──────── Input for this task

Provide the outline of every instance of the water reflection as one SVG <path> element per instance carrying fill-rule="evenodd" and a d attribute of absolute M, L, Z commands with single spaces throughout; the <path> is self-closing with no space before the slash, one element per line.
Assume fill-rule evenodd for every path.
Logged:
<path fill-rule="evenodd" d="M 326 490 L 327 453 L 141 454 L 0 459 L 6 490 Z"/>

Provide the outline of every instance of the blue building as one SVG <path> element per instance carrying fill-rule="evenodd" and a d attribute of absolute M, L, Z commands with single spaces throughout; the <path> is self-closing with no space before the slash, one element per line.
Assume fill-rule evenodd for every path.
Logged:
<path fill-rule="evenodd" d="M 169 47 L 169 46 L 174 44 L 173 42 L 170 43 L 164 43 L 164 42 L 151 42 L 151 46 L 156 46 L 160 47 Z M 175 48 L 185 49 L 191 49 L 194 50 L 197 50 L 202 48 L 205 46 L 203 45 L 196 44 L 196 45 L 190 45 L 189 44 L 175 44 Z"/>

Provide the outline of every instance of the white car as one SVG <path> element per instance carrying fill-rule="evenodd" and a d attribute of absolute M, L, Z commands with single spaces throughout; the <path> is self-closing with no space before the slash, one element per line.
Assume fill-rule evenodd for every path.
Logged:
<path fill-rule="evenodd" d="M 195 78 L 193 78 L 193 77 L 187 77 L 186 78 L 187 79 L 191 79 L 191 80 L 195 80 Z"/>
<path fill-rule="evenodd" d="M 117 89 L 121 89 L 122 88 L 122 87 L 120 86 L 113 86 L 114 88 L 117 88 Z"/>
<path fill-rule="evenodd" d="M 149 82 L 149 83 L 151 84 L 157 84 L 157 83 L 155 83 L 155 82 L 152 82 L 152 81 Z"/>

────────────────

Required work » Arrange every line of the listing above as a Markdown table with the columns Row and Line, numbering the rows and leaving out blank lines.

Final result »
| Row | Line |
|---|---|
| 1 | Provide the outline of every instance of the water reflection as one SVG <path> element per instance carrying fill-rule="evenodd" and a d attribute of absolute M, L, Z commands with single spaces throughout; the <path> is self-closing with no space before the slash, one element per line. |
| 2 | Assume fill-rule evenodd for every path. |
| 3 | Logged: |
| 4 | <path fill-rule="evenodd" d="M 326 490 L 327 453 L 141 454 L 0 459 L 6 490 Z"/> |
| 5 | Provide the outline of every instance of the blue building as one SVG <path> element per instance carrying fill-rule="evenodd" and a d attribute of absolute M, L, Z commands with single spaces throughout; the <path> is self-closing with no space before the slash, one element per line. |
| 6 | Assume fill-rule evenodd for every path. |
| 7 | Logged: |
| 8 | <path fill-rule="evenodd" d="M 169 47 L 169 46 L 174 44 L 173 42 L 170 43 L 164 43 L 164 42 L 151 42 L 151 46 L 156 46 L 160 47 Z M 175 48 L 185 49 L 191 49 L 194 50 L 197 50 L 202 48 L 205 46 L 203 45 L 196 44 L 196 45 L 190 45 L 189 44 L 175 44 Z"/> |
| 9 | Provide the outline of every instance of the white car as one SVG <path> element per instance carrying fill-rule="evenodd" and a d attribute of absolute M, L, Z commands with single spaces throughout; the <path> is self-closing with no space before the slash, one element per line. |
| 10 | Assume fill-rule evenodd for every path. |
| 11 | Logged: |
| 12 | <path fill-rule="evenodd" d="M 195 78 L 193 78 L 193 77 L 187 77 L 186 78 L 187 79 L 191 79 L 191 80 L 195 80 Z"/> |
| 13 | <path fill-rule="evenodd" d="M 117 89 L 121 89 L 122 88 L 122 87 L 120 86 L 113 86 L 114 88 L 117 88 Z"/> |
| 14 | <path fill-rule="evenodd" d="M 149 82 L 149 83 L 151 84 L 157 84 L 157 83 L 155 83 L 155 82 L 152 82 L 152 81 Z"/> |